## SHORT TASK
Copy out, word for word, the stretch of entries from the line containing "target: floral print blouse" through the last line of the entries, and leave the pictures out of your answer.

## Region segmentation data
┄┄┄┄┄┄┄┄┄┄┄┄┄┄┄┄┄┄┄┄
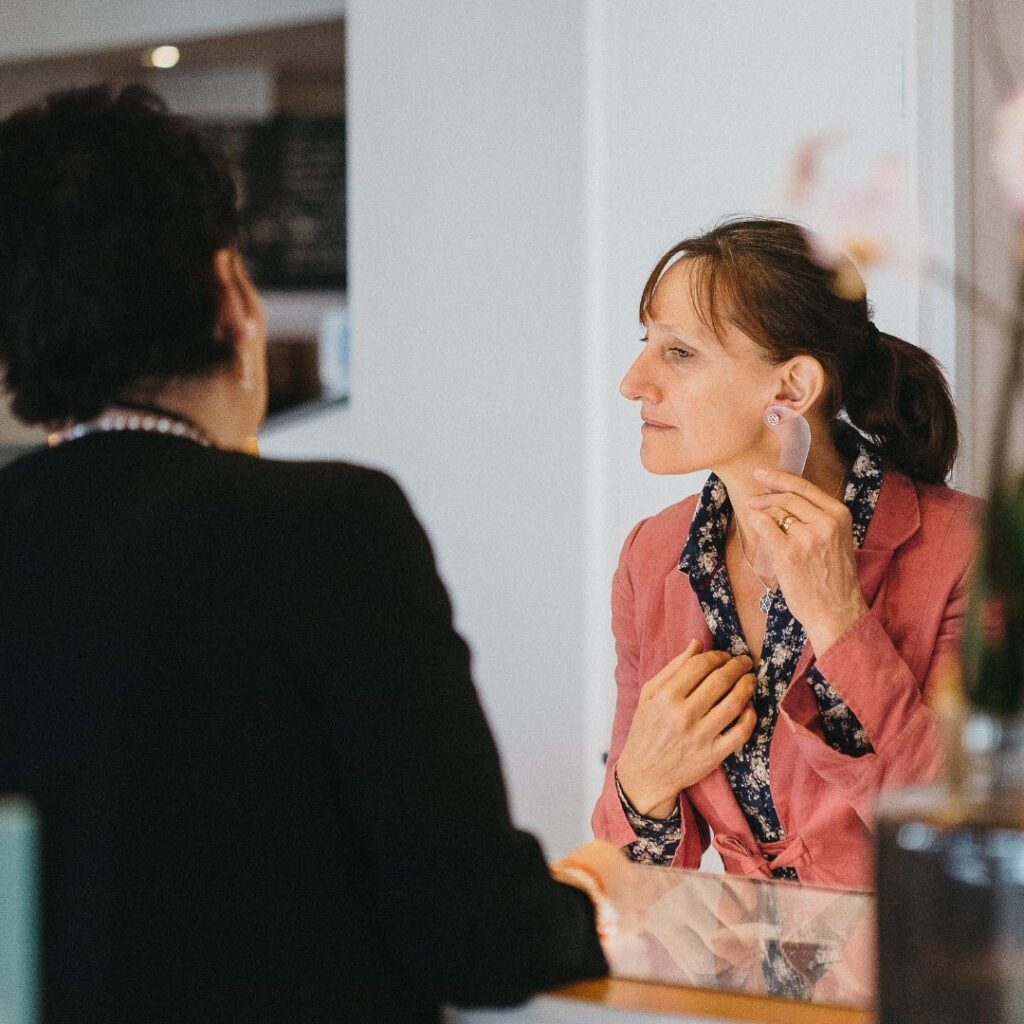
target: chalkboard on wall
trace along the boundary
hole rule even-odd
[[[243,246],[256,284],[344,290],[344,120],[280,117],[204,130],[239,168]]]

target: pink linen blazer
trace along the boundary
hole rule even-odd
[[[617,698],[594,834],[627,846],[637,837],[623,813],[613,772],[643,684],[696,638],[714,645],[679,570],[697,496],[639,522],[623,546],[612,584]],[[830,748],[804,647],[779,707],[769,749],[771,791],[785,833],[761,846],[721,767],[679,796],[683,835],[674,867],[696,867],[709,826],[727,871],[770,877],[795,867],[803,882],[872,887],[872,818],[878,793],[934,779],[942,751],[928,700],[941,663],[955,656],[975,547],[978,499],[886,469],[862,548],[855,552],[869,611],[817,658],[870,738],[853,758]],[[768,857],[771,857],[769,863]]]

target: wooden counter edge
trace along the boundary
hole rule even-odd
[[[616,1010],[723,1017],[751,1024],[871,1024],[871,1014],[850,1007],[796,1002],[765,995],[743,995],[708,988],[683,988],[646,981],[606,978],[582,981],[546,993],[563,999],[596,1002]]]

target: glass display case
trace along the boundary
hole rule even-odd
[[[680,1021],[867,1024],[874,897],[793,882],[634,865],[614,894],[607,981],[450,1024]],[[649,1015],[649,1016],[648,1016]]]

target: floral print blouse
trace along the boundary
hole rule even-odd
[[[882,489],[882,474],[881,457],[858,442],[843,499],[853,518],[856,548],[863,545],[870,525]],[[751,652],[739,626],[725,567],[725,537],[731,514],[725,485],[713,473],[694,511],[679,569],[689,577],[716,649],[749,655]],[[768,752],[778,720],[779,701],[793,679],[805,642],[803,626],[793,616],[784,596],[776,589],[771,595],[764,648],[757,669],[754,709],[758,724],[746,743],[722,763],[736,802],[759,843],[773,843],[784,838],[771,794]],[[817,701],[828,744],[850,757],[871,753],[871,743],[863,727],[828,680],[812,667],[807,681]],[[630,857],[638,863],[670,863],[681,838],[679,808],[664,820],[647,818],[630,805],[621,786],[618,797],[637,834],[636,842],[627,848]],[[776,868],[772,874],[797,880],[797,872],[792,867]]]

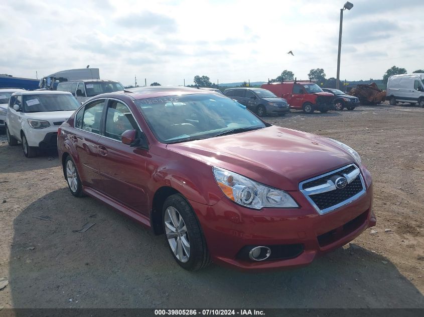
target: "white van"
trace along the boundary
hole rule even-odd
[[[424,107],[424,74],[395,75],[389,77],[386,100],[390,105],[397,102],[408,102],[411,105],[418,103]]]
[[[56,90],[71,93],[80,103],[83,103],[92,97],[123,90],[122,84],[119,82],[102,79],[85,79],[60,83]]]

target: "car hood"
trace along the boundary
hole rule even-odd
┄┄┄┄┄┄┄┄┄┄┄┄┄┄┄┄┄┄┄┄
## TASK SOLUTION
target: floral print blouse
trace along the boundary
hole rule even-odd
[[[882,489],[882,474],[881,457],[858,442],[843,499],[853,518],[856,548],[863,545],[870,525]],[[751,652],[739,626],[725,567],[725,537],[731,514],[725,485],[713,473],[694,511],[679,569],[689,577],[716,649],[749,655]],[[768,752],[778,720],[779,701],[793,679],[805,642],[803,626],[793,616],[784,596],[776,589],[771,595],[764,648],[757,669],[754,709],[758,724],[746,743],[722,763],[736,802],[759,843],[773,843],[784,838],[771,794]],[[817,701],[828,744],[850,757],[871,753],[871,743],[863,727],[828,680],[812,667],[807,681]],[[630,857],[638,863],[670,863],[681,838],[679,808],[664,820],[647,818],[630,805],[621,786],[618,797],[637,834],[636,842],[627,848]],[[776,868],[772,874],[797,880],[797,872],[792,867]]]

target: "white van"
trace along the boundary
hole rule even-odd
[[[424,107],[424,74],[395,75],[389,77],[386,100],[390,105],[397,102],[408,102],[411,105],[418,103]]]
[[[56,90],[71,93],[80,103],[83,103],[92,97],[123,90],[122,84],[119,82],[102,79],[85,79],[60,83]]]

target: "car hood"
trace along the boundary
hole rule even-odd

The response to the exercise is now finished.